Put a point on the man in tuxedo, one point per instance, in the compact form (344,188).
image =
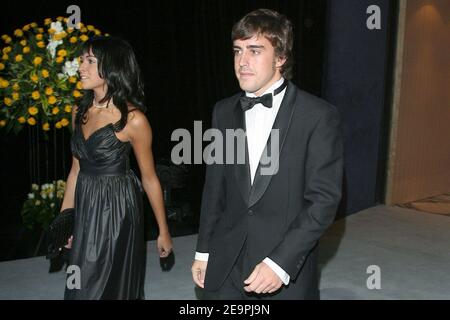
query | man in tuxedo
(259,232)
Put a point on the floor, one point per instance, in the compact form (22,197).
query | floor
(410,250)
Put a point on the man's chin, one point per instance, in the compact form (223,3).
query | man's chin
(246,86)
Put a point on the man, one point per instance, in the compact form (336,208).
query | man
(259,232)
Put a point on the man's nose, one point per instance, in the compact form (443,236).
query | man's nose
(243,60)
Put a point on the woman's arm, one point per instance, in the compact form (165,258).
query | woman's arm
(69,194)
(140,136)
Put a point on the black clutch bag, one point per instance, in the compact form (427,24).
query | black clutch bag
(167,262)
(59,232)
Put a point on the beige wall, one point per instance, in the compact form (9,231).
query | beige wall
(419,164)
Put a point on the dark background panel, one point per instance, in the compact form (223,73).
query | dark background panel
(357,78)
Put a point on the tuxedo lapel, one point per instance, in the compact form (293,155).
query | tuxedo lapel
(242,171)
(282,122)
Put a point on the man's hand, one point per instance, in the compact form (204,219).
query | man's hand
(263,280)
(164,245)
(198,272)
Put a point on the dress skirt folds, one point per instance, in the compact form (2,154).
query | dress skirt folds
(108,243)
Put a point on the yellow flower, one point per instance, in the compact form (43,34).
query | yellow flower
(8,101)
(33,111)
(34,78)
(4,83)
(48,91)
(62,53)
(59,36)
(37,61)
(52,100)
(18,33)
(31,121)
(64,122)
(45,73)
(35,95)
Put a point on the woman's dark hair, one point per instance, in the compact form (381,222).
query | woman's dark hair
(275,27)
(118,66)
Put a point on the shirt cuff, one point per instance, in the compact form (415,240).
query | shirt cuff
(201,256)
(277,269)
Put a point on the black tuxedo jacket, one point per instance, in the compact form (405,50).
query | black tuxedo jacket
(280,216)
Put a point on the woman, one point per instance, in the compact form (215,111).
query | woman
(108,242)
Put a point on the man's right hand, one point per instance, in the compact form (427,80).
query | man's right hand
(198,272)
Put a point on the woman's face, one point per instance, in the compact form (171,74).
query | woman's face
(89,76)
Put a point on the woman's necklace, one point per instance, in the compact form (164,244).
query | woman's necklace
(100,106)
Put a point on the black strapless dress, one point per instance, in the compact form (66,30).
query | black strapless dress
(108,240)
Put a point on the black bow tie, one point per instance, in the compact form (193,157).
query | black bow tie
(266,100)
(247,103)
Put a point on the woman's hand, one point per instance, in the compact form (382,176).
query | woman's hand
(164,244)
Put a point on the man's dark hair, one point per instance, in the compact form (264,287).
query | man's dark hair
(275,27)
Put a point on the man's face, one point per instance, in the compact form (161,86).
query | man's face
(255,64)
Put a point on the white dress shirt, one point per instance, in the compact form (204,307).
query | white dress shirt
(259,122)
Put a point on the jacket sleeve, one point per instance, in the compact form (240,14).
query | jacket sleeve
(323,187)
(213,198)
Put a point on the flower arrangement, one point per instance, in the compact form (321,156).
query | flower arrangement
(38,74)
(43,204)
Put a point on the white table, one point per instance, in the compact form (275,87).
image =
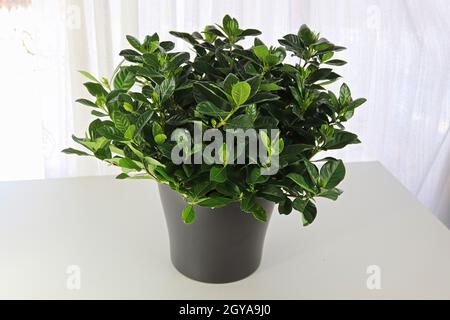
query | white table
(115,232)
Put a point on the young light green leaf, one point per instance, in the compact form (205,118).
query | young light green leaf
(240,93)
(218,174)
(188,215)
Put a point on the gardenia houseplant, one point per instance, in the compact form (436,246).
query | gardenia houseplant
(164,117)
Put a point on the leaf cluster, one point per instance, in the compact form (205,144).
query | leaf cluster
(225,86)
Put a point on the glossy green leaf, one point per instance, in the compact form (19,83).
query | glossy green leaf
(240,93)
(188,215)
(218,174)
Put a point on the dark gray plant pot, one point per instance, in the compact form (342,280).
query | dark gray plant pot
(222,245)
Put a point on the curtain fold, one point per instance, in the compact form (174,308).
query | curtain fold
(397,52)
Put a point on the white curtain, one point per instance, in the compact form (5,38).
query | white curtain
(398,54)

== == ==

(GOAL OF THE EXERCISE):
Copy the stretch from the line containing "Put a point on the man's dark" through the last of the lines above, swapping "curtain" for "drape" and changing nothing else. Leave the pictures out.

(FINISHED EXERCISE):
Put a point on the man's dark hair, one point per instance, in the compact form (264,287).
query | man's dark hair
(275,27)
Put a point on the man's face, one point per instance, in the compact form (161,86).
query | man's face
(255,64)
Put a point on the white dress shirt, one point per instance, in the compact form (204,307).
query | white dress shirt
(259,122)
Put a point on the jacket sleeve, one point per instance, in the compact form (240,14).
query | jacket sleeve
(323,187)
(213,198)
Put a point on the flower arrangement, one point per instance, in the compact form (321,156).
query | flower arrangement
(38,74)
(43,204)
Put a point on the white table, one point per instance, in the compact form (275,87).
image =
query | white table
(115,232)
Put a point on the young light green leaf, one point per instance, in the compact form (205,118).
query | young light green leaf
(240,93)
(218,174)
(188,215)
Put a point on the gardenia houseplant, one point per instance, in the compact form (436,246).
query | gardenia houseplant
(164,117)
Put a point on the leaf cluster, one point per instance, in the compact form (205,144).
query | leaf cluster
(225,86)
Put a point on the glossy green leaf, one point per instance, in the compact form (19,83).
query | glossy green leaf
(240,93)
(188,215)
(218,174)
Put a point on the dark gray plant pot, one point per instance, in the compact form (342,280).
query | dark gray plant pot
(222,245)
Put a point on the drape fold, one point per instance, in the compact form (174,308).
query | drape fold
(397,52)
Put a point on the white drape, one point per instance, in the compact form (5,38).
query | white drape
(398,54)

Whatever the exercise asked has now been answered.